Task prompt >>
With spelling and spacing unchanged, write out each line of the material.

"""

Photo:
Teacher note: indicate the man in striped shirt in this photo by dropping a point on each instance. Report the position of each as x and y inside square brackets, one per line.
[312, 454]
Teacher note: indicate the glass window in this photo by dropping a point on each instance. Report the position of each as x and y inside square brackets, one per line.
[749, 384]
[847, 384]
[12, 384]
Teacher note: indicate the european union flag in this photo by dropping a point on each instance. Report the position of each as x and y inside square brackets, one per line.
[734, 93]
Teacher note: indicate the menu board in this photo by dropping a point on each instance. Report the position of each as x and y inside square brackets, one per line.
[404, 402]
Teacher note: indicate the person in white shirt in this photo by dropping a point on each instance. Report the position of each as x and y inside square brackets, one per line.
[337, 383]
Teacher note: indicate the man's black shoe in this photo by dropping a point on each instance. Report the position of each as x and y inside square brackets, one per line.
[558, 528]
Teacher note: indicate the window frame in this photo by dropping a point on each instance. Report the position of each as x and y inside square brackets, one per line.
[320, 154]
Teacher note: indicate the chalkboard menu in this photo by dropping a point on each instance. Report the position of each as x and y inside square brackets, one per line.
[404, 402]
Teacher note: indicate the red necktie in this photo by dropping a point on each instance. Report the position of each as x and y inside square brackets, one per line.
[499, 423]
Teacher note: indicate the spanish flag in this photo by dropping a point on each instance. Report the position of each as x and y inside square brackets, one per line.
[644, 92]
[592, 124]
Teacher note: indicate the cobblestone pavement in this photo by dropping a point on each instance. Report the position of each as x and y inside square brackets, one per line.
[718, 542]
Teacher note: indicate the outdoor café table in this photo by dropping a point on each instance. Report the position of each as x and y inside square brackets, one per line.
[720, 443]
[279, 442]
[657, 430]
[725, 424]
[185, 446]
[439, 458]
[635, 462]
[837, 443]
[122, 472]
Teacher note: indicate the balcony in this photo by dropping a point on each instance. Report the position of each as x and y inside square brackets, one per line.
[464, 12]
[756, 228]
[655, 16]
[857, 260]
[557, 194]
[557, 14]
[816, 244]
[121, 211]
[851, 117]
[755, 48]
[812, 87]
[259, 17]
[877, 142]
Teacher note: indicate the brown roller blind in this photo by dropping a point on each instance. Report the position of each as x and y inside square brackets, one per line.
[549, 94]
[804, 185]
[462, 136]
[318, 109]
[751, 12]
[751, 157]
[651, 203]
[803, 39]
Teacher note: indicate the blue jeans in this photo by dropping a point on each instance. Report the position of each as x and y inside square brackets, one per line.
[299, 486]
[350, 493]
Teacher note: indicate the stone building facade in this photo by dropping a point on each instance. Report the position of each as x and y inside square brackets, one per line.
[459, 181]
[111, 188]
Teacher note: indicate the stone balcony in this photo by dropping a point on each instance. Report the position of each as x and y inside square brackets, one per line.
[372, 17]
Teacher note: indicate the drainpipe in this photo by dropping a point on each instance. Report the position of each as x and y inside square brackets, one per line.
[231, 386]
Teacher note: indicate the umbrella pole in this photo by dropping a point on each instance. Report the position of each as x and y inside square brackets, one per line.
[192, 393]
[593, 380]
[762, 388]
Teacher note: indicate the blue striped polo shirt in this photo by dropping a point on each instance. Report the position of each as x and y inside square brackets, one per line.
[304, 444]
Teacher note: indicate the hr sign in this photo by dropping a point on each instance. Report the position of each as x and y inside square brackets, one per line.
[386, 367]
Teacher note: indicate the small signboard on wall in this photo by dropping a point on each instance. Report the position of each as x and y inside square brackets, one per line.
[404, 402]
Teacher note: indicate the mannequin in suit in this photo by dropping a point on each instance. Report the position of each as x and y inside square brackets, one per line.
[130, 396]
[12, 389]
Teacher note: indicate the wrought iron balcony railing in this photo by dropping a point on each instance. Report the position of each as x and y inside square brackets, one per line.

"""

Answer area >>
Photo:
Teacher note: indicate the man in striped shirt in this photo by dropping a point on each instance. Report the position of each as x and y inside square brackets, one per line.
[312, 454]
Teacher note: indicate the glass window in this photo by dropping a point on each instance. Report the position of each as x and y inside square brackets, one per line.
[749, 384]
[847, 384]
[12, 384]
Teacher note: indicate the european union flag in this photo by dropping a point on each instance. Report the position of each as x and y inside square brackets, one per line.
[734, 93]
Teacher note: indicate the menu board in this photo by dropping a point on each instance. Report the position of each as x and y inside square brackets, one per line.
[404, 402]
Teacher note: indicate the person in white shirt in this photo by dropping a point on each instance. Report the position of each as x and y inside square brackets, one per line.
[337, 383]
Teacher note: indicate the man's black shoe in this photo by dropping a point on each instance. Report the position of each as x and y inside square brackets, one per line.
[558, 528]
Teacher note: indicate the window frame in this photo by dropping a point on each instance. Report the position of each as x and y inside square brackets, one per line.
[320, 154]
Teacher note: indicate the chalkboard menu in this photo by dropping a point on each instance. Report the position of each as x and y inside square brackets, one per line.
[404, 402]
Teacher note: indicate the red necktie in this photo by dropping a point on each instance. Report the position of each as x and y inside square brackets, one per line.
[499, 423]
Teacher note: indicate the spanish flag in this photo by dropping a point on each instance. Report the position of each as x and y inside square brackets, one per line.
[644, 92]
[592, 124]
Teacher note: indicate the cobblestone pavement in this photo by dropping a point on each instance. Report the position of each as x and y inside square brackets, one per line.
[718, 542]
Teacher note: indicate the outdoor café table in this photo by dropping a point on each instance. Report the position of each as x and y inside square brackets, one per line.
[720, 443]
[279, 442]
[657, 430]
[725, 424]
[185, 446]
[439, 458]
[635, 462]
[837, 443]
[122, 472]
Teacher note: indicate the balcony in this photo by dropping a point on each instance. Report the position of each as x and y inside square brackets, one per line.
[464, 12]
[756, 228]
[655, 16]
[857, 260]
[557, 194]
[557, 14]
[816, 244]
[121, 211]
[851, 117]
[755, 48]
[812, 87]
[259, 17]
[877, 142]
Teacher note: indicate the brown roller blind in this photo by dropping a point on each instance. Report the position of each as x and y inside square brackets, one per line.
[549, 94]
[804, 185]
[462, 136]
[318, 109]
[751, 12]
[751, 157]
[651, 203]
[803, 39]
Teacher note: indicate the blue jeans in this photo by dropping a point on each instance. Report the position of each as x and y inside square brackets, one per line.
[299, 486]
[350, 493]
Teacher note: indicate the stone building facade in this photo by dropping a point on each instance. Report the position of each as x and y inside square brackets, one per line.
[459, 181]
[111, 188]
Teacher note: indicate the stone balcony in this photo by dropping a point on each instance. Report the position of each as x and y inside square brackets, one per line.
[372, 17]
Teacher note: indicate the drainpipe in this photo by dropping a point on each instance. Report the position of each as x and y inside square brackets, one per line.
[231, 386]
Teacher note: indicate the umbrella pole in this photo by dropping a point on each instance. Report the position of each as x and y inside square brackets, one per line.
[192, 393]
[593, 380]
[762, 388]
Teacher note: indicate the blue striped polo shirt in this photo by dropping a point on each instance. Report the position of each as x and y inside square brackets, one per line.
[304, 444]
Teacher note: indicate the hr sign in this photo by dropping a point on each instance. Report the position of each as x and y inside square brackets, one per line.
[386, 367]
Teacher note: indicate the small signboard on wall in this photo by dropping a point on each instance. Report the position of each as x and y inside square brackets, one per line.
[404, 402]
Teacher note: indicate the mannequin in suit in this photo by dropping a point on each instance. Report the position of each as x and y inside square brackets, one per line.
[130, 396]
[12, 389]
Teacher note: indicate the wrought iron balcony railing in this photo by dropping a point on each instance. Report the position of each as x and y inside square brackets, one per line.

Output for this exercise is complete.